__Exercise task__
Rewrite the stretch of lines from the one containing "flag here. Please give me the bounding box." through the last line, replacing "american flag" with "U.S. flag" and keeping everything else the same.

__Task inputs__
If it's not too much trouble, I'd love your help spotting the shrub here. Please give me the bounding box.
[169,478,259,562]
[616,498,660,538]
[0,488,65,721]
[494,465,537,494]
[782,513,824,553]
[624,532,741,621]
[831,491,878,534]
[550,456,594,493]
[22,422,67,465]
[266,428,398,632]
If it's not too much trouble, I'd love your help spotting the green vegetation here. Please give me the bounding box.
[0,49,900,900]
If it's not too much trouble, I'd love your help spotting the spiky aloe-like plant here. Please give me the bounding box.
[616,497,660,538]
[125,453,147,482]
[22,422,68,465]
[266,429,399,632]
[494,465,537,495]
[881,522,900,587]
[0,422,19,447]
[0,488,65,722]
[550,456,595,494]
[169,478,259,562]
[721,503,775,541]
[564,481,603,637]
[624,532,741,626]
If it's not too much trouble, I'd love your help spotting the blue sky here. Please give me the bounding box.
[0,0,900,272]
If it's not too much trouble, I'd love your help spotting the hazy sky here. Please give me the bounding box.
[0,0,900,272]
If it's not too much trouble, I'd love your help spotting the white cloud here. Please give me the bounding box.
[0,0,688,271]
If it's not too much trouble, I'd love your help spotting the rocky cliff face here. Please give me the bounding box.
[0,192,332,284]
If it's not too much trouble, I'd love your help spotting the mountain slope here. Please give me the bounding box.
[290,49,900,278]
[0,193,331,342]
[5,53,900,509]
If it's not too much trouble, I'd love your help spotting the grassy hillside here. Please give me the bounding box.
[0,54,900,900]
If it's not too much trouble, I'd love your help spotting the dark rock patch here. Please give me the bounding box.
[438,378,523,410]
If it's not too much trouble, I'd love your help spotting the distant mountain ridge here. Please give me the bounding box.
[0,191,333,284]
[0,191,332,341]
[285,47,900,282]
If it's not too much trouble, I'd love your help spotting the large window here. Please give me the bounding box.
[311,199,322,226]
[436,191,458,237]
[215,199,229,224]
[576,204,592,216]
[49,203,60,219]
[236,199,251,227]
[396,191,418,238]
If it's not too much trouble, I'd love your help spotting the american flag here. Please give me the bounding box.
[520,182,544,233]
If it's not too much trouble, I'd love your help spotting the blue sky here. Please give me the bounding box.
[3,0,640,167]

__Answer to the problem__
If it's not too much trouble, I'd love your help spotting the U.S. flag here. Please give me the bounding box.
[520,182,544,233]
If it's not too much trouble, I'd love your help spotting the blue sky here. Please give me the bounding box.
[3,0,640,167]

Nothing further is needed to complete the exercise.